### INSTRUCTION
Rewrite the records from the line with "Shot-chart prep: mark the underwater" up to and including the line with "column 401, row 328", changing every "seagull" to "gull" and leaving everything else the same. Return only those lines.

### INFORMATION SHOWN
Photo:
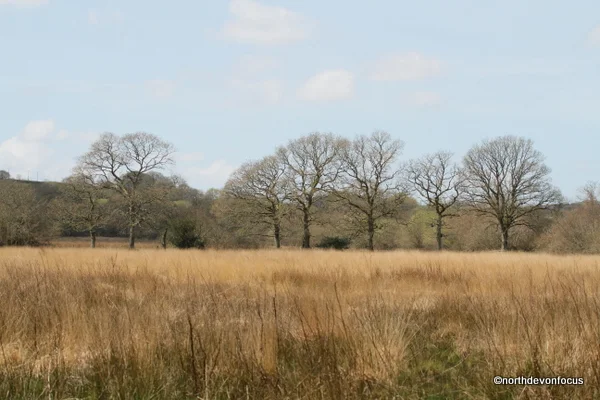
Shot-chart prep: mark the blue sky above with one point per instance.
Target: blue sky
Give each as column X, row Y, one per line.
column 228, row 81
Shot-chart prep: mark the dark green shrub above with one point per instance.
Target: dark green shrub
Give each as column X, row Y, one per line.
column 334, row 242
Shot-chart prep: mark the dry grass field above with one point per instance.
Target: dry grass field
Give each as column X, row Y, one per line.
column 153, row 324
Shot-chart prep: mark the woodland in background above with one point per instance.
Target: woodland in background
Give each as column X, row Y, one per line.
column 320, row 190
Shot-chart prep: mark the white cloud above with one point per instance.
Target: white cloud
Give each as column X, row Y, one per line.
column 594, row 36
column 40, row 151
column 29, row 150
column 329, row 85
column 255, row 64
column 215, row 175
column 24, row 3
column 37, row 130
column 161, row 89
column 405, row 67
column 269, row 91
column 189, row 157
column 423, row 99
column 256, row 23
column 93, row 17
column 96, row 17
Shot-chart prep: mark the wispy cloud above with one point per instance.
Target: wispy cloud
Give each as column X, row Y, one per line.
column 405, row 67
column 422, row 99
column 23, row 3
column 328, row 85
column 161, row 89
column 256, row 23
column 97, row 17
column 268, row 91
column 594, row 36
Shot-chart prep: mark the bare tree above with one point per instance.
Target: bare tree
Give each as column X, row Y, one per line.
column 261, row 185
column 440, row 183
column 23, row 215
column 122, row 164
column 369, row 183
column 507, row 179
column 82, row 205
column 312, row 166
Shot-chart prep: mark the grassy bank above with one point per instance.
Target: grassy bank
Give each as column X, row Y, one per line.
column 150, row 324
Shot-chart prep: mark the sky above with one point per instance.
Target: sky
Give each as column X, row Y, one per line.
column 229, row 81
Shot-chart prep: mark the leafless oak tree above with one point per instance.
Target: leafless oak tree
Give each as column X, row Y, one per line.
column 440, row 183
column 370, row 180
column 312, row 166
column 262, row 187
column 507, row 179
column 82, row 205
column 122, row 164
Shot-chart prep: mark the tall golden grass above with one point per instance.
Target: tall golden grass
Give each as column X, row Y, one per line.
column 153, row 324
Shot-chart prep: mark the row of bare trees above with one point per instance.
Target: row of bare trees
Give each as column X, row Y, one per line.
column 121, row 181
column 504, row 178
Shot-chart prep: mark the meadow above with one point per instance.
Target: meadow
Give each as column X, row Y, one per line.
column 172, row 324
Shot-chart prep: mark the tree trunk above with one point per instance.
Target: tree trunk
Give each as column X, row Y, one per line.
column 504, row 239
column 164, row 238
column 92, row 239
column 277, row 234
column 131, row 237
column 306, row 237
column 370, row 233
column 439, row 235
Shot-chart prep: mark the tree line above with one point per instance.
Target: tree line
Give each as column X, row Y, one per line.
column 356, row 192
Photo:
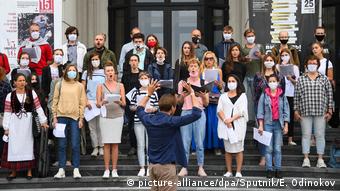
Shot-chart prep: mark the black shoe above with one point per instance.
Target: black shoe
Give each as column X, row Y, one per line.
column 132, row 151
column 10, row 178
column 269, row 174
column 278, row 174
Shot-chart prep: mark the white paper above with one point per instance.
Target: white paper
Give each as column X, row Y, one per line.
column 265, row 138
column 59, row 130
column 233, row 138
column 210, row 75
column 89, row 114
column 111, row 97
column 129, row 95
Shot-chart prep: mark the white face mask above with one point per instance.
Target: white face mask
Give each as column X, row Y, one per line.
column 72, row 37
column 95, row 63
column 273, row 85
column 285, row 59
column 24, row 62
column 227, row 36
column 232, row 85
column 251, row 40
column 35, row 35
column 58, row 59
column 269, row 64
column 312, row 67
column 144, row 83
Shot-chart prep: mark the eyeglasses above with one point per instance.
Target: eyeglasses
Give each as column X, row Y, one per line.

==

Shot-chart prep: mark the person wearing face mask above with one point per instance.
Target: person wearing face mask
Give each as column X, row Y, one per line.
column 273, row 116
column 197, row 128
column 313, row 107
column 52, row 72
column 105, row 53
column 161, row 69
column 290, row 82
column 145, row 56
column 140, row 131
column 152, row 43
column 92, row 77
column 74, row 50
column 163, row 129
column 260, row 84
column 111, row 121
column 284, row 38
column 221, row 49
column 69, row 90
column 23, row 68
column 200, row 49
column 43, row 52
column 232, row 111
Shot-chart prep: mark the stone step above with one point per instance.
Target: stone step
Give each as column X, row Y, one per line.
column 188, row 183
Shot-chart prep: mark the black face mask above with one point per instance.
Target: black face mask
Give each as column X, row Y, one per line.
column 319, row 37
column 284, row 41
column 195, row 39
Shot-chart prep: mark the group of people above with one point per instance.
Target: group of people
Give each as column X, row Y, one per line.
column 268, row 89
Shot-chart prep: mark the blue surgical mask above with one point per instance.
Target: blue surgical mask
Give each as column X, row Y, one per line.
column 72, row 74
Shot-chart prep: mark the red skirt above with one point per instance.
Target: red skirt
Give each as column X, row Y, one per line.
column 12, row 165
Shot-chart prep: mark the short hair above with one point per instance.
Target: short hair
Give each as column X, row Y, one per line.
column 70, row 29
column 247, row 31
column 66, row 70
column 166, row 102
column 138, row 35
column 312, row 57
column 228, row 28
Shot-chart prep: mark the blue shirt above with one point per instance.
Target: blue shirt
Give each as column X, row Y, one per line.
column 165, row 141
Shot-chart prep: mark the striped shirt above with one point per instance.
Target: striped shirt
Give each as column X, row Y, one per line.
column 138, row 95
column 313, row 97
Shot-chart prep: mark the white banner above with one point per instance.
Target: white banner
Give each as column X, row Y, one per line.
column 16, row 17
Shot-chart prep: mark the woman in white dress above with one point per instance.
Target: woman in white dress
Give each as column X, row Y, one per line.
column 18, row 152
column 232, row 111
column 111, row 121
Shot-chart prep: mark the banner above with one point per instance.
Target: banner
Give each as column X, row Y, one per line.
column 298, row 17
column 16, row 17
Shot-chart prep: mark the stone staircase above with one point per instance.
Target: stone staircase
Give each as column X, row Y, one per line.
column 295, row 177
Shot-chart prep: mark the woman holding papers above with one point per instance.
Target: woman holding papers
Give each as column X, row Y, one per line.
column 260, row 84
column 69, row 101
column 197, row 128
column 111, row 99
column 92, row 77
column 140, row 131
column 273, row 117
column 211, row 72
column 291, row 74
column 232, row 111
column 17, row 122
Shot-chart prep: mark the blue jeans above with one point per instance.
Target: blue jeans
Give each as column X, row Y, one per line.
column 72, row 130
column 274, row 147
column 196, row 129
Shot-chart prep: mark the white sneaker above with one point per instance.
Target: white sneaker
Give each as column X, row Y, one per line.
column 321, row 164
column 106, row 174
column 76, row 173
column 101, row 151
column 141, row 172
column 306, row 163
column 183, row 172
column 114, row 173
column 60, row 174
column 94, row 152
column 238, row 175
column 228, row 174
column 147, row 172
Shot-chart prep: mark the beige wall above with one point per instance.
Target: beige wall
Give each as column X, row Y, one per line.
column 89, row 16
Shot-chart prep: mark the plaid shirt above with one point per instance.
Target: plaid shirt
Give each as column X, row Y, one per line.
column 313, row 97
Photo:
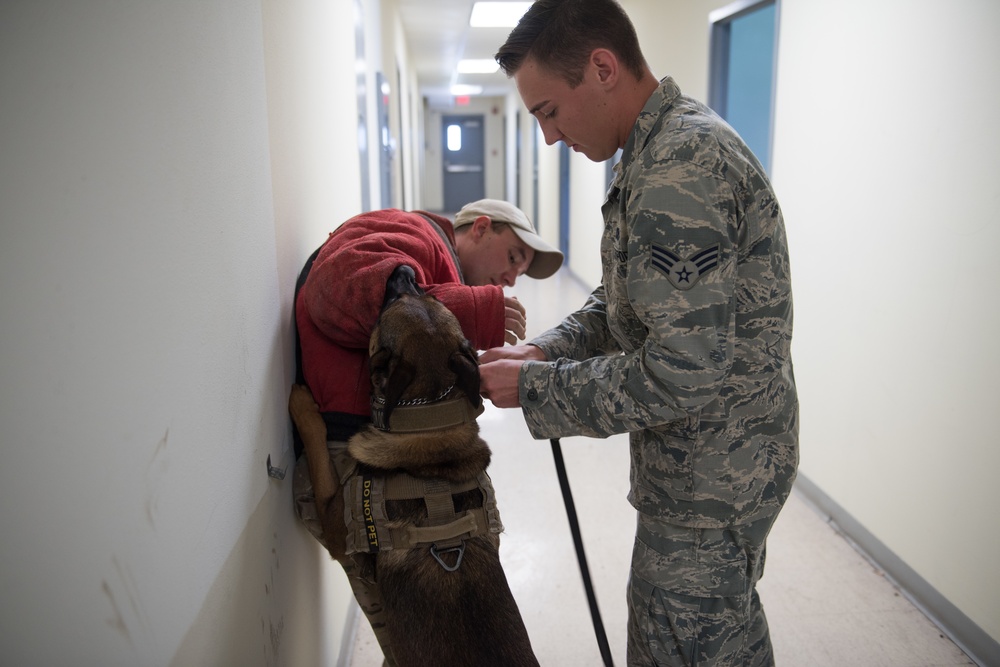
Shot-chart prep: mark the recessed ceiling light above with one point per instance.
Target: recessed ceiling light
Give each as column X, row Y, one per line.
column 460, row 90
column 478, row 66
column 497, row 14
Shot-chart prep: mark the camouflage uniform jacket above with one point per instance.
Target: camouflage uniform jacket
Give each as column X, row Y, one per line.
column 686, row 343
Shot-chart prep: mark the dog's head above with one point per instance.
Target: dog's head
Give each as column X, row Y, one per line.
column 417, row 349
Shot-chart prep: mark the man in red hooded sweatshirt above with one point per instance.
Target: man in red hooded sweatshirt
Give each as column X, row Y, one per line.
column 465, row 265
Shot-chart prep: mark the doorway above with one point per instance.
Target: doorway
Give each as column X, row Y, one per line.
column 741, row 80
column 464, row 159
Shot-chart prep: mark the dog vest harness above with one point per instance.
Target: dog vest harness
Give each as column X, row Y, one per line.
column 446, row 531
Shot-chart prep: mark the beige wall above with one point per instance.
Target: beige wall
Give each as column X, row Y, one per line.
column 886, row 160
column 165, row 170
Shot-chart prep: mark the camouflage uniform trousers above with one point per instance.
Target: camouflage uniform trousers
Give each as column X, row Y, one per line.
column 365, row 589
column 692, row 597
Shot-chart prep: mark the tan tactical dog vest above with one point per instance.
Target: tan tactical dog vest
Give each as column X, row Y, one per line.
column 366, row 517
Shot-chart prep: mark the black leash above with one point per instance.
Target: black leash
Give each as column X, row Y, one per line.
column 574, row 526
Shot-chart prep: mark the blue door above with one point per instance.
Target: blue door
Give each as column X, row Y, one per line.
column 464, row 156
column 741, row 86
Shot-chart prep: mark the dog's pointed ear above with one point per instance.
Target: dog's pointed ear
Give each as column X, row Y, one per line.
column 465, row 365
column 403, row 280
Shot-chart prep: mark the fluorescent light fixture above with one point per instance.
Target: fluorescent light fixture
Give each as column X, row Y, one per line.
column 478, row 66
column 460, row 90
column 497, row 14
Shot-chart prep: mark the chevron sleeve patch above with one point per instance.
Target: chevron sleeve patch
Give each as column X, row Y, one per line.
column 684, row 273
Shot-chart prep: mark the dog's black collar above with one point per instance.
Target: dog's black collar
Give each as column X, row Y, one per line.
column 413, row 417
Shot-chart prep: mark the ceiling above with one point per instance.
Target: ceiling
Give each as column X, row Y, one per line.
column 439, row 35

==

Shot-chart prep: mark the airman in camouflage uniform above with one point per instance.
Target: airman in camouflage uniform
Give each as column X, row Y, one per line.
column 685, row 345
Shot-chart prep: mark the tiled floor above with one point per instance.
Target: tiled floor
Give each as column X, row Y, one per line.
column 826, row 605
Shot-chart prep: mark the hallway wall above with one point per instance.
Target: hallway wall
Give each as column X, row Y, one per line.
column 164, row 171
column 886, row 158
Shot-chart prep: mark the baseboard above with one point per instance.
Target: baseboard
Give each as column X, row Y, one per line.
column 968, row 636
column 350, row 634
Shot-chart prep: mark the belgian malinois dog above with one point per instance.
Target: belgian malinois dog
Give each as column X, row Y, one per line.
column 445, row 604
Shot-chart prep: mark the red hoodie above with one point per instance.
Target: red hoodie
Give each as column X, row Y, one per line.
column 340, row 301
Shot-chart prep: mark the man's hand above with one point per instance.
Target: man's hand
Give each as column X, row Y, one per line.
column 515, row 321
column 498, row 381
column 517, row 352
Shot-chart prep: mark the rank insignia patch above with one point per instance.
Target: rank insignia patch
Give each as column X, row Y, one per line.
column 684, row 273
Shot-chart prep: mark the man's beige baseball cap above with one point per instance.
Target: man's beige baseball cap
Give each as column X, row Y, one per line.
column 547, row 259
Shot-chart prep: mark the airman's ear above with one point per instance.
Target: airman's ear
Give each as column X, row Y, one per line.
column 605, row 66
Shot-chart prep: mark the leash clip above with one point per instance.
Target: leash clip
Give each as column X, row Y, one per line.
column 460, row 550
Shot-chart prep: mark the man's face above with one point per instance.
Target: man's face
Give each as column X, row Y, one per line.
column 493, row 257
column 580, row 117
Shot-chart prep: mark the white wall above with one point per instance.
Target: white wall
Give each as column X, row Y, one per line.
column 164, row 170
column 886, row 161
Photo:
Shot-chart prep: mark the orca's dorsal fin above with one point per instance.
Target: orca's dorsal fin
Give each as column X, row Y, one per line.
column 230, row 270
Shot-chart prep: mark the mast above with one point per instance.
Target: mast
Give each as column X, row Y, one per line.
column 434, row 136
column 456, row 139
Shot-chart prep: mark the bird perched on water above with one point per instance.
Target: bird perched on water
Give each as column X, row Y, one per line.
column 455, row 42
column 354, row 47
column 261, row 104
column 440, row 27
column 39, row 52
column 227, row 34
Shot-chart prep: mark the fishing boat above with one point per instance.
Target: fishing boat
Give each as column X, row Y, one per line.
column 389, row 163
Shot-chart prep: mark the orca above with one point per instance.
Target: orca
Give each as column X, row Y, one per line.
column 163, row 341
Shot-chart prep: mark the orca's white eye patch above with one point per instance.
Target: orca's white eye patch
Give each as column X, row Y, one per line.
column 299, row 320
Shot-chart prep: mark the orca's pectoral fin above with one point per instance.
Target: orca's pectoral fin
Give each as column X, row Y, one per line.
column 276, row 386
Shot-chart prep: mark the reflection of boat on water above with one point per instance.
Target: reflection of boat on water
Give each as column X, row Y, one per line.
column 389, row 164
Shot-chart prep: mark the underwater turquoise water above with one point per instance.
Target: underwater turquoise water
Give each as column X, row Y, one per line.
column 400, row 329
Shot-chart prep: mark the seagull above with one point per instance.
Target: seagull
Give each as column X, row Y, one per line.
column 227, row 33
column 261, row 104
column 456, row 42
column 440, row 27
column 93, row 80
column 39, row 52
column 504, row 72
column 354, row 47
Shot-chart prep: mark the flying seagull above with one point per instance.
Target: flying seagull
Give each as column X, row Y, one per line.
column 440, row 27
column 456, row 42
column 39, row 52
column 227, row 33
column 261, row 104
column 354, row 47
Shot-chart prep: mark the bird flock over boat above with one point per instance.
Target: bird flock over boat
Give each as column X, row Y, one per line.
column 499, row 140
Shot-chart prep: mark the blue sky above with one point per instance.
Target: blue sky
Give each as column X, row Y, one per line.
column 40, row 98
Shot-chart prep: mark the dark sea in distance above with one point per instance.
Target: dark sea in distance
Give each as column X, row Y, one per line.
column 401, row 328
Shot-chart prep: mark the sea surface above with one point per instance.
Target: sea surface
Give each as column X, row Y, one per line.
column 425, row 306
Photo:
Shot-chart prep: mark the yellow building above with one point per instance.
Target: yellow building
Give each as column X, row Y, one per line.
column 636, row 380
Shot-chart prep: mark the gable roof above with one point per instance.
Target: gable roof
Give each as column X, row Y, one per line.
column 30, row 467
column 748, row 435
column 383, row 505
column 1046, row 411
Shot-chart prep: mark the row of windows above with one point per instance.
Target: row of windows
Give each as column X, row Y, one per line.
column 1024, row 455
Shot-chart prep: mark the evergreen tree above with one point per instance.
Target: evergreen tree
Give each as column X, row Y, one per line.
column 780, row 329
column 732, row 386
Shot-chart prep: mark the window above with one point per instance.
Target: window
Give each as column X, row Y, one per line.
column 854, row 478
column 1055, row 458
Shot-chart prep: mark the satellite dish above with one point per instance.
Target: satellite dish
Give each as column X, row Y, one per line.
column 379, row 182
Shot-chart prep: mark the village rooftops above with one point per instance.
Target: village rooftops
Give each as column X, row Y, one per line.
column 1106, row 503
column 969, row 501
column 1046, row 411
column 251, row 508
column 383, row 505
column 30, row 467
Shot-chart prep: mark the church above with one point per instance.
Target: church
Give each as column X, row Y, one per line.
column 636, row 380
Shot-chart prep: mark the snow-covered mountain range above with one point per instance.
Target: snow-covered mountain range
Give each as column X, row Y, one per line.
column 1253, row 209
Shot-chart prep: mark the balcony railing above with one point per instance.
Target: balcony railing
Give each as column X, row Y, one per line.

### EXPECTED ANSWER
Shot-chart prep: mark the underwater turquoise water above with one point per instance.
Target: underwater turquoise water
Give each as column X, row Y, one per line.
column 400, row 329
Shot-chart prep: mark the gull above with one point per instance.
Target: gull
Give each as column X, row Y, one per line.
column 227, row 33
column 261, row 104
column 456, row 42
column 440, row 27
column 93, row 80
column 39, row 52
column 504, row 72
column 354, row 47
Shot-chart prep: mark the flying gull above with one point per instance.
Target: flying gull
Give each as column X, row Y, one per line.
column 440, row 27
column 456, row 42
column 39, row 52
column 227, row 33
column 261, row 104
column 354, row 47
Shot-chart prep: mark the bird flock over boat above with one point per instance.
Target: bird flock over boat
Give each as column X, row Y, one per line.
column 499, row 140
Shot-chart prep: mark the blue sky above with one point per instance.
Target: blue sky
Give each as column X, row Y, one per line.
column 40, row 98
Shot-chart prep: mark the dark sea in distance above with one point per instance.
Target: dark sea in distance
Give each as column X, row Y, one per line.
column 401, row 328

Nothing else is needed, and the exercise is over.